• [SUPPLIED MATERIAL]
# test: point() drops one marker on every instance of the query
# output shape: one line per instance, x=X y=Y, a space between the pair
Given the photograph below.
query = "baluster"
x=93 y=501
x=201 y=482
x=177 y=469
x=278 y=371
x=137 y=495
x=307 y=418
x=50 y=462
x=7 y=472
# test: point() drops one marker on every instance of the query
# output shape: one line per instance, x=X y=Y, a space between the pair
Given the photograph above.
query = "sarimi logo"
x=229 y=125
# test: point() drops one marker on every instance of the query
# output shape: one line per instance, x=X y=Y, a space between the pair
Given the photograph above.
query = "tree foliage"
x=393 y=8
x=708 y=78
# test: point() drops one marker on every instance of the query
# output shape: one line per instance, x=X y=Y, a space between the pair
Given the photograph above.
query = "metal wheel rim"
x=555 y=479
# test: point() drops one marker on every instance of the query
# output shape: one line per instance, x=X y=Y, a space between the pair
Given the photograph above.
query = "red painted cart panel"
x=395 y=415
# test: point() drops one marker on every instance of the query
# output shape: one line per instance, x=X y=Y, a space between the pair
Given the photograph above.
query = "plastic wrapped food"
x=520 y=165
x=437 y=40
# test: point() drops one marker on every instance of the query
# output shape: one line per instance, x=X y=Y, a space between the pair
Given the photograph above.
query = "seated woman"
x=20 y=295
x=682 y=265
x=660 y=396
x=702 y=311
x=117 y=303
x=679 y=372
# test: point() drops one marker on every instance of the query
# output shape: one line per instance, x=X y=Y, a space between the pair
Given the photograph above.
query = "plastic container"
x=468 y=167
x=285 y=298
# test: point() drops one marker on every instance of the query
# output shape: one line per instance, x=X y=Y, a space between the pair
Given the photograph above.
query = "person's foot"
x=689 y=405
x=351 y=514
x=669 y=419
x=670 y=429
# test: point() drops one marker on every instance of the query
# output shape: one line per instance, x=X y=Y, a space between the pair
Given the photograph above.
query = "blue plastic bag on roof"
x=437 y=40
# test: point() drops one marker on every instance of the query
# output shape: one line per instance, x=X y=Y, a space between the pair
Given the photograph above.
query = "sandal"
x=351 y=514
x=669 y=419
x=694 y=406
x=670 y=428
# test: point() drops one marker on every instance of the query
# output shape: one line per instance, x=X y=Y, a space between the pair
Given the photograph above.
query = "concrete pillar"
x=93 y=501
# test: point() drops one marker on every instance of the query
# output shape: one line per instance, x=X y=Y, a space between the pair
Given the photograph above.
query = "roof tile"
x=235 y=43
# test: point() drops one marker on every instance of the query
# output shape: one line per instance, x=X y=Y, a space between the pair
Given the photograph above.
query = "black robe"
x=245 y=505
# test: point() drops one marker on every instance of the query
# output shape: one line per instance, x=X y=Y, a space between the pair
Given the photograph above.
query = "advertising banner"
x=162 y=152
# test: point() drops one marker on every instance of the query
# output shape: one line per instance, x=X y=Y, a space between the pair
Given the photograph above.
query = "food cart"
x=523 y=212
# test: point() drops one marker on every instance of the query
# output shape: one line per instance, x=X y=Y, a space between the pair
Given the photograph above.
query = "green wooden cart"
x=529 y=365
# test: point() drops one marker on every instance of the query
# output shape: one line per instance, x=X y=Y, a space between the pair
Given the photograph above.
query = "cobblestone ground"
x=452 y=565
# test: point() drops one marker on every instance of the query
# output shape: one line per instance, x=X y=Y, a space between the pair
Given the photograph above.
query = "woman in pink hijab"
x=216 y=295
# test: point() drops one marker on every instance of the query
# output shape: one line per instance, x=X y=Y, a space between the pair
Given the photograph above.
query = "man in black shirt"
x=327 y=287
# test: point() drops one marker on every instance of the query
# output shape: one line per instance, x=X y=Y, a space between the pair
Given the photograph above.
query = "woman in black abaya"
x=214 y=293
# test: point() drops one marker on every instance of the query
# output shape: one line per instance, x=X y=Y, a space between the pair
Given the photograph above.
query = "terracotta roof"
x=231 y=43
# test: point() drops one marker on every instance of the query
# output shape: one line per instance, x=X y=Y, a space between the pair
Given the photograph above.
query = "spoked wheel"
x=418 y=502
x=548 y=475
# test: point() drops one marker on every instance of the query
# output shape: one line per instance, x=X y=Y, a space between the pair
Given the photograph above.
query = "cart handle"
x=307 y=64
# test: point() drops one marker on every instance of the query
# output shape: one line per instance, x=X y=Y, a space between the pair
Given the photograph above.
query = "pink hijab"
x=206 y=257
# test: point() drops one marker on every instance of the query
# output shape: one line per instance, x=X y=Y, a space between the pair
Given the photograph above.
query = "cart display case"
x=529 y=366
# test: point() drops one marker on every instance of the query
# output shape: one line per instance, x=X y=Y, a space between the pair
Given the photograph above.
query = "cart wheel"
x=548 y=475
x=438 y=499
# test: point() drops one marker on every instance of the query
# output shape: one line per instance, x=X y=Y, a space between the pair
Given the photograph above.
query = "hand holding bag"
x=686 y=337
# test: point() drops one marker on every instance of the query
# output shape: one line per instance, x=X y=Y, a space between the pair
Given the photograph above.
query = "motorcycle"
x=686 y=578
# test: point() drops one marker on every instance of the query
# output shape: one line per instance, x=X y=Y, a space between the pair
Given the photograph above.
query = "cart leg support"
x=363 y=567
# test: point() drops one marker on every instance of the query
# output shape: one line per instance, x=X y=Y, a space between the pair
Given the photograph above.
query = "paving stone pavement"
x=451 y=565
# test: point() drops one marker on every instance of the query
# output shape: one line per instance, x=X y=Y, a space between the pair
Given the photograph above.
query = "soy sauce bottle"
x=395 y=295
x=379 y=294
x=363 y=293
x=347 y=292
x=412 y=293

• [PROBLEM TO WORK ON] Reproduce the entries above exactly, every line included.

• [ANSWER AREA]
# test: point() drops one marker on every instance of the query
# output shape: one line per instance, x=X y=Y, a space between the pair
Given the photograph below.
query = "baluster"
x=93 y=501
x=201 y=482
x=177 y=469
x=278 y=371
x=137 y=495
x=307 y=418
x=50 y=462
x=7 y=472
# test: point() drops one marker on every instance of the query
# output shape: one line per instance, x=X y=Y, a space between the pair
Given the photograph above.
query = "sarimi logo"
x=229 y=125
# test: point() drops one marker on every instance of the query
# output shape: one line per instance, x=X y=Y, a space between the pair
Given the photograph above.
query = "tree foliage"
x=393 y=8
x=708 y=78
# test: point() drops one marker on every instance of the query
# output shape: one line per instance, x=X y=Y, a space between the pair
Given the photograph above.
query = "metal wheel rim"
x=555 y=479
# test: point() drops one marker on every instance of the query
# output shape: one line per instance, x=X y=Y, a space between the pair
Given the photograph above.
query = "red painted cart panel"
x=395 y=415
# test: point() drops one marker on every instance of the query
# output shape: one line per instance, x=X y=Y, a space between the pair
Given the photograph above.
query = "plastic wrapped food"
x=520 y=165
x=437 y=40
# test: point() drops one marker on every instance of the query
# output shape: one line per instance, x=X y=Y, a space between the pair
Given the photograph above.
query = "seated woman"
x=20 y=295
x=682 y=265
x=660 y=396
x=702 y=311
x=117 y=303
x=679 y=372
# test: point() drops one marker on every instance of the query
# output shape: one line per instance, x=X y=Y, a space between the pair
Given the photograph above.
query = "plastic container"
x=468 y=167
x=285 y=298
# test: point() drops one marker on every instance of the query
# output shape: one line per instance, x=X y=Y, a space between the pair
Given the photograph above.
query = "person's foot"
x=689 y=405
x=351 y=514
x=669 y=419
x=670 y=429
# test: point() drops one marker on every instance of the query
# output shape: one line per instance, x=X y=Y, a space between the pair
Given the photograph above.
query = "blue plastic bag on roof"
x=437 y=40
# test: point() drops one marker on every instance of the query
# output shape: one line per instance, x=X y=Y, a space between the pair
Given the photograph above.
query = "sandal"
x=351 y=514
x=669 y=419
x=694 y=406
x=670 y=428
# test: point() drops one marker on every instance of the query
# output shape: one line per instance, x=X y=Y, a space between the pair
Given the photograph above.
query = "concrete pillar"
x=93 y=501
# test: point() drops one marker on every instance of the query
# output shape: one line per instance, x=X y=Y, a space between the pair
Given the photograph above.
query = "roof tile"
x=235 y=43
# test: point() drops one marker on every instance of the query
# output shape: one line per instance, x=X y=Y, a space between the pair
Given the photograph above.
query = "black robe"
x=245 y=505
# test: point() drops one marker on every instance of the query
# output shape: one line per instance, x=X y=Y, a space between the pair
Given the photograph above.
query = "advertising banner"
x=162 y=152
# test: point() drops one marker on every instance of the query
# output shape: one line per instance, x=X y=Y, a space between the pair
Given the photograph above.
query = "food cart"
x=523 y=212
# test: point() drops one marker on every instance of the query
# output shape: one line per instance, x=X y=Y, a space between the pair
Given the photograph above.
query = "green wooden cart"
x=529 y=365
# test: point() drops one marker on every instance of the query
# output shape: one line per instance, x=X y=Y, a space between the pair
Given the photograph above.
query = "cobblestone ground"
x=452 y=565
# test: point() drops one marker on every instance of the query
# output shape: one line per instance, x=X y=Y, a space between the pair
Given the photograph above.
query = "woman in pink hijab"
x=216 y=295
# test: point() drops one marker on every instance of the query
# output shape: one line per instance, x=X y=Y, a space between the pair
Given the photograph above.
query = "man in black shirt"
x=327 y=287
# test: point() drops one marker on every instance of the query
# output shape: one line per instance, x=X y=Y, a space between the pair
Given the photograph above.
query = "woman in black abaya"
x=214 y=293
# test: point() drops one marker on every instance of the query
# output shape: one line per instance, x=X y=Y, a space between the pair
Given the photograph above.
query = "terracotta roof"
x=231 y=43
# test: point() drops one marker on every instance of the query
# output shape: one line per instance, x=X y=Y, a space between the pair
Given the photograph above.
query = "spoked wheel"
x=418 y=502
x=548 y=475
# test: point() drops one marker on every instance of the query
# output shape: one line per instance, x=X y=Y, a space between the pair
Given the photograph above.
query = "cart handle"
x=307 y=64
# test: point() drops one marker on every instance of the query
# output shape: one line per instance, x=X y=Y, a space between the pair
Given the photograph above.
query = "pink hijab"
x=206 y=257
# test: point() drops one marker on every instance of the query
# output shape: one line per instance, x=X y=Y, a space between the pair
Given the photograph above.
query = "cart display case"
x=529 y=366
# test: point() drops one marker on every instance of the query
# output shape: one line per instance, x=X y=Y, a space between the pair
Given the photograph above.
query = "cart wheel"
x=548 y=475
x=438 y=499
# test: point() drops one marker on every instance of the query
# output shape: one line per instance, x=X y=Y, a space between the pair
Given the photograph above.
query = "hand holding bag"
x=686 y=337
# test: point() drops one marker on every instance of the query
# output shape: one line per instance, x=X y=Y, a space between the pair
Given the photograph above.
query = "motorcycle"
x=686 y=578
# test: point() drops one marker on every instance of the query
# output shape: one line per instance, x=X y=Y, a space between the pair
Given the photograph above.
query = "cart leg support"
x=363 y=567
# test: point() drops one marker on every instance of the query
# output shape: one line per instance, x=X y=Y, a space between the pair
Given the photograph above.
query = "paving stone pavement"
x=451 y=565
# test: point() drops one marker on every instance of the query
# output shape: one line per instance, x=X y=Y, a space between the pair
Given the photograph above.
query = "soy sauce bottle"
x=395 y=295
x=379 y=294
x=363 y=293
x=347 y=292
x=412 y=293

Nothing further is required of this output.